◆ **Your task**:
Tally the lines in the data below that contain the string "decker", treating uppercase and lowercase as different, and reply with only that number.

◆ **Dataset content**:

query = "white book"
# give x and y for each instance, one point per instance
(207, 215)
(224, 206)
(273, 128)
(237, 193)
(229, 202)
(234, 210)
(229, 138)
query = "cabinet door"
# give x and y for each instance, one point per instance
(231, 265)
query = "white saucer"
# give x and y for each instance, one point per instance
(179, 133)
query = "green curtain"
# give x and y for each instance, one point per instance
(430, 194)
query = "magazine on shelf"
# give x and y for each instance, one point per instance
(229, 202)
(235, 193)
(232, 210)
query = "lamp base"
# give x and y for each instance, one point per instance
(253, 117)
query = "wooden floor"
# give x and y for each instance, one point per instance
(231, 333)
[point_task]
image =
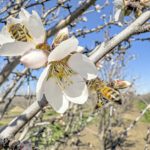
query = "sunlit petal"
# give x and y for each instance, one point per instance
(15, 48)
(35, 59)
(41, 84)
(61, 36)
(77, 91)
(36, 29)
(83, 65)
(23, 14)
(63, 49)
(55, 96)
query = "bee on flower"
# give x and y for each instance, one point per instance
(120, 84)
(63, 80)
(26, 37)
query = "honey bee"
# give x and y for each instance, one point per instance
(104, 92)
(19, 32)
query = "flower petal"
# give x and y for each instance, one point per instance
(80, 49)
(41, 83)
(63, 49)
(35, 58)
(77, 91)
(16, 48)
(55, 96)
(61, 36)
(23, 14)
(83, 65)
(5, 37)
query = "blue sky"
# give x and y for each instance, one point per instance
(138, 68)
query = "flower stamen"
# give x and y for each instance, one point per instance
(61, 71)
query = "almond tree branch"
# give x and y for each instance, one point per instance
(14, 126)
(8, 69)
(70, 18)
(101, 51)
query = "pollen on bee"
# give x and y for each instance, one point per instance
(19, 32)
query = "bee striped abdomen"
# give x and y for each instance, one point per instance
(19, 33)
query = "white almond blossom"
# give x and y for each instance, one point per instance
(119, 11)
(25, 36)
(62, 81)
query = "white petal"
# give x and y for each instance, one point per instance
(23, 14)
(77, 91)
(83, 65)
(63, 49)
(41, 83)
(61, 36)
(5, 39)
(80, 49)
(35, 59)
(5, 36)
(36, 29)
(15, 48)
(55, 96)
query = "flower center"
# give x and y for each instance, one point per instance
(43, 46)
(19, 32)
(61, 71)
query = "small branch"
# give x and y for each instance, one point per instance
(70, 18)
(101, 51)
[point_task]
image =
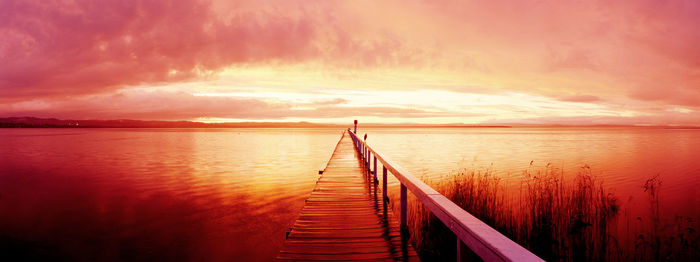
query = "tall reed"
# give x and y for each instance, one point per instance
(554, 220)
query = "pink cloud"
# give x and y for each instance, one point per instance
(162, 105)
(65, 48)
(580, 98)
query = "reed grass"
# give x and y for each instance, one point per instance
(558, 220)
(554, 220)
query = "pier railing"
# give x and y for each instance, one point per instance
(482, 239)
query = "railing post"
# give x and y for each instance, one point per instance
(404, 201)
(459, 249)
(375, 168)
(384, 182)
(369, 159)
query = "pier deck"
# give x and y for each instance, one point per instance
(345, 217)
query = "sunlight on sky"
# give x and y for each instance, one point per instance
(466, 62)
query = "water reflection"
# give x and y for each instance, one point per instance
(155, 194)
(223, 194)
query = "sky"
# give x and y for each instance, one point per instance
(430, 62)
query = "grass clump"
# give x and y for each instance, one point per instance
(555, 220)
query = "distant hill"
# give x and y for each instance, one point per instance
(33, 122)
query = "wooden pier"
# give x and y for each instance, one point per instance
(344, 219)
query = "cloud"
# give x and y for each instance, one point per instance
(580, 98)
(66, 48)
(165, 105)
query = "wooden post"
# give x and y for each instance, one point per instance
(404, 201)
(384, 182)
(375, 168)
(459, 249)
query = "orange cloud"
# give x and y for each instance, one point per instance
(69, 57)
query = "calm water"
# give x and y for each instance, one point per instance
(231, 194)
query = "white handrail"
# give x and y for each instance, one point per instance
(485, 241)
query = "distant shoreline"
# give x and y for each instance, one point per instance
(34, 122)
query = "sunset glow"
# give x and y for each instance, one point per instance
(433, 62)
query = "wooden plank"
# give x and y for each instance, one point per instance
(485, 241)
(342, 220)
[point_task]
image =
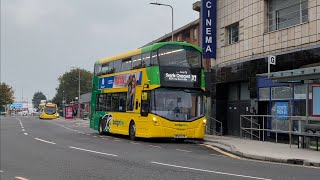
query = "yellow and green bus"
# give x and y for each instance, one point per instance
(152, 92)
(48, 111)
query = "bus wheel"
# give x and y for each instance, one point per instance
(132, 131)
(180, 140)
(102, 126)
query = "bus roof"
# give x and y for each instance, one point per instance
(142, 50)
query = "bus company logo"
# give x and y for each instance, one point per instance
(180, 77)
(108, 118)
(181, 125)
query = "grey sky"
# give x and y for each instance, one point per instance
(41, 39)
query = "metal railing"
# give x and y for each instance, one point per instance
(273, 124)
(250, 130)
(210, 130)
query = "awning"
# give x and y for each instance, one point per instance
(311, 74)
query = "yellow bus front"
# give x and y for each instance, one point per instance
(49, 111)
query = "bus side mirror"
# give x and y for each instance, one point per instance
(144, 96)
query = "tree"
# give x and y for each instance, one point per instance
(37, 97)
(6, 94)
(68, 85)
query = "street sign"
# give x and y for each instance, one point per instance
(272, 60)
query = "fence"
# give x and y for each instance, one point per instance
(251, 124)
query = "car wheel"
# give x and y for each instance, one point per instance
(132, 131)
(101, 127)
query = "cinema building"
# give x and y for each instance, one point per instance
(237, 79)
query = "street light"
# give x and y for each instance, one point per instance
(159, 4)
(78, 90)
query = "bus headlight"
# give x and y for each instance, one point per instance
(155, 121)
(204, 122)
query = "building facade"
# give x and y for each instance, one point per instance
(248, 31)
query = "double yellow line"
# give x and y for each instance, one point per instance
(222, 152)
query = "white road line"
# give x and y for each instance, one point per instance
(204, 170)
(134, 143)
(44, 141)
(20, 178)
(183, 150)
(218, 155)
(107, 154)
(155, 146)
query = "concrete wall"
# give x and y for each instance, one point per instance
(255, 41)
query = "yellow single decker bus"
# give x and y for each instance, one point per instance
(48, 111)
(152, 92)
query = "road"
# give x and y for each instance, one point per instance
(59, 149)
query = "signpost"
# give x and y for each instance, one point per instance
(209, 28)
(271, 60)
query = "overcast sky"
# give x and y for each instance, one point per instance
(42, 39)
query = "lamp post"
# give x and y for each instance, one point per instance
(160, 4)
(78, 90)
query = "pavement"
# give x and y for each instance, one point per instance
(31, 148)
(266, 151)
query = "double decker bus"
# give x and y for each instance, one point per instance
(152, 92)
(48, 111)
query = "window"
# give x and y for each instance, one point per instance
(117, 65)
(101, 102)
(145, 60)
(136, 62)
(264, 94)
(280, 93)
(285, 13)
(195, 34)
(126, 64)
(244, 91)
(233, 33)
(179, 56)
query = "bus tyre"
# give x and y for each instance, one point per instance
(102, 126)
(132, 131)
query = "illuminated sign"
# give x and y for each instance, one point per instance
(209, 28)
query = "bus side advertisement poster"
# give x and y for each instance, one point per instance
(180, 77)
(119, 81)
(68, 112)
(316, 100)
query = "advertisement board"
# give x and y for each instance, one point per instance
(68, 112)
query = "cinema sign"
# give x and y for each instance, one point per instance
(209, 28)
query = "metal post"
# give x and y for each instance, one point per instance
(263, 128)
(240, 127)
(276, 129)
(79, 96)
(290, 117)
(251, 128)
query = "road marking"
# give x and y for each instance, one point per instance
(218, 155)
(155, 146)
(44, 141)
(183, 150)
(92, 151)
(134, 143)
(21, 178)
(222, 152)
(204, 170)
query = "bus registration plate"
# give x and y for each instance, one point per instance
(180, 136)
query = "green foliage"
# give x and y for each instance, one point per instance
(37, 97)
(68, 85)
(6, 94)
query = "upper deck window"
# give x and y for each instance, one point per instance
(179, 56)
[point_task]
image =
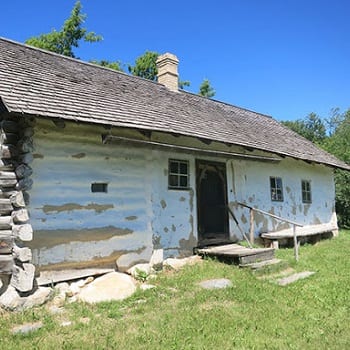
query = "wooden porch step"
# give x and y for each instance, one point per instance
(237, 254)
(263, 264)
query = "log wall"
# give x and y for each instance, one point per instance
(16, 146)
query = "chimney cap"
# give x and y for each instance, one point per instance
(167, 71)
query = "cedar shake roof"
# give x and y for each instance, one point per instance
(40, 83)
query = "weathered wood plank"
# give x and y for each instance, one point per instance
(5, 206)
(6, 223)
(8, 138)
(24, 184)
(6, 244)
(25, 158)
(8, 182)
(9, 126)
(7, 175)
(8, 151)
(6, 264)
(23, 278)
(23, 232)
(25, 145)
(17, 200)
(27, 132)
(21, 254)
(20, 216)
(23, 170)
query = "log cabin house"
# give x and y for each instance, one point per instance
(100, 168)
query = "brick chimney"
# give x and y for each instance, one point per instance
(167, 71)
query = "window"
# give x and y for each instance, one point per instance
(99, 187)
(276, 188)
(178, 174)
(306, 191)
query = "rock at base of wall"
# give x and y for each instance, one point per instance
(128, 260)
(112, 286)
(140, 269)
(157, 258)
(23, 277)
(12, 301)
(177, 264)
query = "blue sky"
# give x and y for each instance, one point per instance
(284, 58)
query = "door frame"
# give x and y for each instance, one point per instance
(221, 170)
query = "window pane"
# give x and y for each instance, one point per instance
(272, 182)
(173, 167)
(173, 181)
(183, 181)
(183, 168)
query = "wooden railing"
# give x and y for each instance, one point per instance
(251, 230)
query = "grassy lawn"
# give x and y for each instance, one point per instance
(255, 313)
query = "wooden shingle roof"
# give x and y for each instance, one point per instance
(40, 83)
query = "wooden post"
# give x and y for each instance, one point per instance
(296, 247)
(251, 232)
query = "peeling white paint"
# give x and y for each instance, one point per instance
(67, 161)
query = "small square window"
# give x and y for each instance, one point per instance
(99, 187)
(178, 174)
(276, 189)
(306, 191)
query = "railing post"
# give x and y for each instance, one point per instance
(296, 246)
(251, 231)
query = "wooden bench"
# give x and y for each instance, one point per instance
(274, 238)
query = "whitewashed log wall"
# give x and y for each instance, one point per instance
(76, 228)
(15, 180)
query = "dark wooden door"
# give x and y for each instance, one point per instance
(211, 202)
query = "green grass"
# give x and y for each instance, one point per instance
(255, 313)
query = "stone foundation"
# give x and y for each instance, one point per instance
(16, 146)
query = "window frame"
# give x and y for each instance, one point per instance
(276, 192)
(306, 193)
(99, 187)
(178, 174)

◆ **Task solution**:
2